→ Task item
Take each line of the material that includes "wall" and copy it.

→ Task data
■ ■ ■ ■ ■ ■ ■

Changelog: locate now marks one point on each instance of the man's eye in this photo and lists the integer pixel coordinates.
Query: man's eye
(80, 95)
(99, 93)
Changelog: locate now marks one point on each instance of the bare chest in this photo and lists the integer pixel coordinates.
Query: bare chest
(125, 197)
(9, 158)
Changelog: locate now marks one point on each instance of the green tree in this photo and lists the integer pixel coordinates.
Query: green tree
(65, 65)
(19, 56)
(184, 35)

■ ■ ■ ■ ■ ■ ■

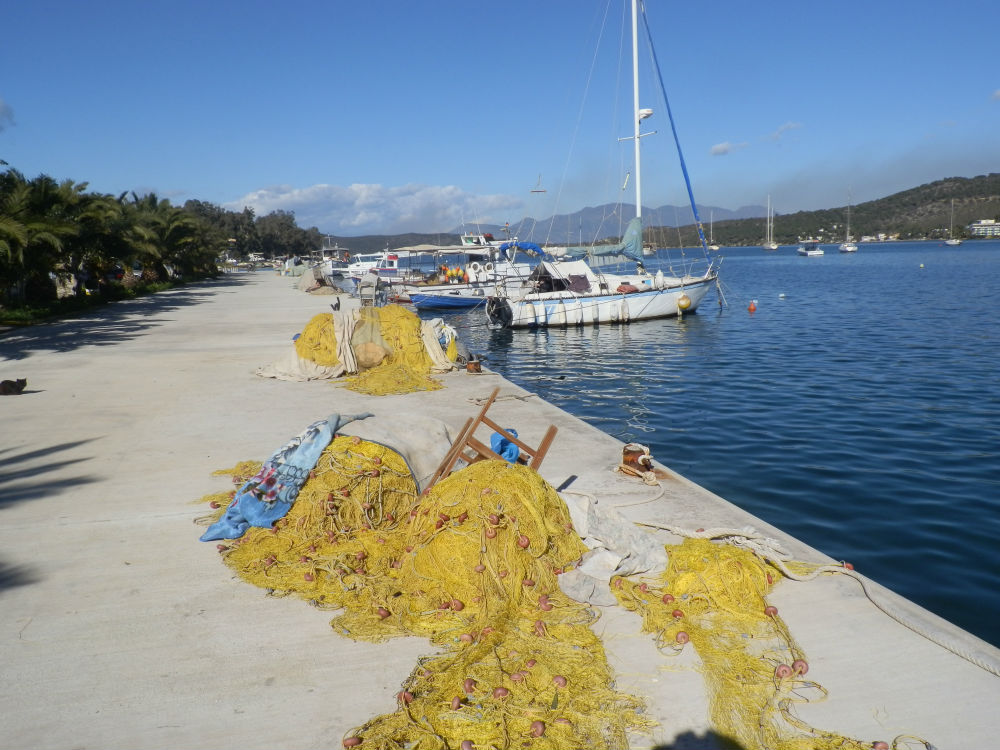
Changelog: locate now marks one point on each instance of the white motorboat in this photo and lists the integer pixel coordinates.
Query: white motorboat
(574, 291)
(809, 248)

■ ■ ■ ■ ■ ■ ■

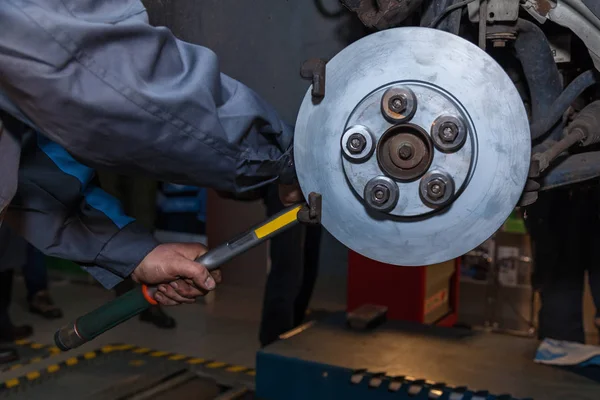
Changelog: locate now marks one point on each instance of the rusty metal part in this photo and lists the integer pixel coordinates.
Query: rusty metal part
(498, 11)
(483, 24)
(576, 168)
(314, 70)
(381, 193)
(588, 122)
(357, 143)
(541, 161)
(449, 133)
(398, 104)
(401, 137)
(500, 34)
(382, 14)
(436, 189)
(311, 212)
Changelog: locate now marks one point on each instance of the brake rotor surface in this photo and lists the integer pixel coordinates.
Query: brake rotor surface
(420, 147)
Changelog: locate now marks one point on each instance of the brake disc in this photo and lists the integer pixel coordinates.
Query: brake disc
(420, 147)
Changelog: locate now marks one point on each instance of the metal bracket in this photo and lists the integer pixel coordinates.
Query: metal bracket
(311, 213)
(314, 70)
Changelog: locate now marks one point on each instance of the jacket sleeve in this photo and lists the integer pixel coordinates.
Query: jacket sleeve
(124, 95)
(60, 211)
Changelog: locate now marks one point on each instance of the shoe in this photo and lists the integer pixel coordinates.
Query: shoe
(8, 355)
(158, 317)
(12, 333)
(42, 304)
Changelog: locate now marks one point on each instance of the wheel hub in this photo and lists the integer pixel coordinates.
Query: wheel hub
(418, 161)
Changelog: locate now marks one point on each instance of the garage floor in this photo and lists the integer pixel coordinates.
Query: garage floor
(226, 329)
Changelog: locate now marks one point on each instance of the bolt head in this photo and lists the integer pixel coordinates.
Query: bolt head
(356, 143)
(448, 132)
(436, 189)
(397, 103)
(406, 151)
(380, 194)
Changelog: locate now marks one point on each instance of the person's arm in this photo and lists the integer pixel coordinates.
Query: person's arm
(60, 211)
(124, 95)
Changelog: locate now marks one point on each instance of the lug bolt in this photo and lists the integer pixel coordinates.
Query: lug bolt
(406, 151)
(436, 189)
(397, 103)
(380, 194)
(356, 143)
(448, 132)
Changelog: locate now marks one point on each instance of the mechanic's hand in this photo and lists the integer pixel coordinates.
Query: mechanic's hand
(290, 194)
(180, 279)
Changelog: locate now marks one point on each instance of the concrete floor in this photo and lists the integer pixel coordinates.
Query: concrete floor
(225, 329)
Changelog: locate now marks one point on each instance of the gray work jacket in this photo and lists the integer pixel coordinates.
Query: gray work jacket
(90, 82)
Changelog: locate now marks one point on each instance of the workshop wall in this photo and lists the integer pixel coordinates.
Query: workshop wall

■ ■ ■ ■ ■ ■ ■

→ Solution to the problem
Changelog: locate now marks one point on each instance of the workshop wall in this photo and lists the integer pixel coordinates.
Query: workshop wall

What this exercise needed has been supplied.